Give back the entries in full, exactly as they are written.

◆ Data to use
=======
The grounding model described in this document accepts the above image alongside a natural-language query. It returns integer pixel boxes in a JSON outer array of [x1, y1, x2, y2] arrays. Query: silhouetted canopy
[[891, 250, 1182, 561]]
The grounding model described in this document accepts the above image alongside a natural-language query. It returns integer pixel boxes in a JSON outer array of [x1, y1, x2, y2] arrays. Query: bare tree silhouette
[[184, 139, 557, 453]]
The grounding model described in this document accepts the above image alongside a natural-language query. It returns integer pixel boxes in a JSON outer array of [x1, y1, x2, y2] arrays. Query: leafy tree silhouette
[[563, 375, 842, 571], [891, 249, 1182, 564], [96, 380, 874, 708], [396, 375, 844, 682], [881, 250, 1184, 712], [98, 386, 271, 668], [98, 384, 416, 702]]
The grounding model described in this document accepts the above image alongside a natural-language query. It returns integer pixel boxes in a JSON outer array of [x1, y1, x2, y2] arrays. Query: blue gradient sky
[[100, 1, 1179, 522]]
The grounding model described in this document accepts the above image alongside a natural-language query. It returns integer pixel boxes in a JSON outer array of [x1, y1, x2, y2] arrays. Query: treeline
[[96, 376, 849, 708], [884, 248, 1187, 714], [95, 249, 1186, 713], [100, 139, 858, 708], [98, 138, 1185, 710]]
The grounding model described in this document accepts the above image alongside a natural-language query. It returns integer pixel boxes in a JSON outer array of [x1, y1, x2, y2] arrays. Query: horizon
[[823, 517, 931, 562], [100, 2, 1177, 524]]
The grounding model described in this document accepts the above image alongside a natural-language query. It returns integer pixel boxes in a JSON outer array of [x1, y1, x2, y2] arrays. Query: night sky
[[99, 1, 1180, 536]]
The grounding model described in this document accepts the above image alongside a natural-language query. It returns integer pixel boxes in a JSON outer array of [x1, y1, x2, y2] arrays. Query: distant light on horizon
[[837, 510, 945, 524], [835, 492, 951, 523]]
=======
◆ Answer to the problem
The grounding model described in this document accepts the above image alongside a natural-language query. It returns integer pixel boxes in a JSON outer array of [x1, y1, x2, y2] arrays. Query: silhouetted canopy
[[891, 250, 1182, 561]]
The grounding model described in this document accepts the above image alongside a natural-language query. It returns integer pixel boxes in a JSON outer array of [x1, y1, x2, y2] arrays. Query: bare tree silhouette
[[184, 139, 557, 453]]
The grounding model described in this document accepts the above image alongside a natural-language query. It returns integer pixel boxes in a JSON outer array of [x1, y1, x2, y2] arrays. Query: leafy tree silhouette
[[563, 375, 842, 571], [891, 249, 1182, 564], [96, 380, 874, 708], [396, 375, 844, 682], [881, 250, 1184, 712], [98, 386, 271, 668], [98, 384, 416, 702]]
The grounding model described in this document accepts the above image alongside a natural-language query. It returns integer pixel boxes in a JSON outer array of [x1, y1, x2, y2] arrays. Query: blue gradient sky
[[100, 1, 1179, 522]]
The grounding model described in this document accepts the above image alongside a natural-language query. It returns integer pixel boxes in a JSON outer array of [x1, y1, x2, y2] arrays. Query: treeline
[[96, 376, 849, 708], [884, 248, 1187, 714], [95, 249, 1186, 713], [100, 139, 858, 708], [98, 138, 1185, 710]]
The grounding model described in this document accepts the above image alongside a natural-language query. It returns integer pixel boxes in a JSON outer array of [x1, y1, x2, y2] arrays. Query: horizon
[[823, 517, 931, 562], [100, 2, 1177, 524]]
The grounding model described in this document accepts the above image alongside a natural-language query. It returns integer pixel boxes in a JSON outer array of [x1, y1, x2, y2] arrays. Query: night sky
[[99, 1, 1180, 536]]
The grounding model described in this document accepts the above image alongside a natural-language query. It returns integer pixel boxes in a JSON outer array of [x1, y1, x2, y2] arrays. Query: distant light on horizon
[[837, 510, 945, 524], [835, 492, 951, 523]]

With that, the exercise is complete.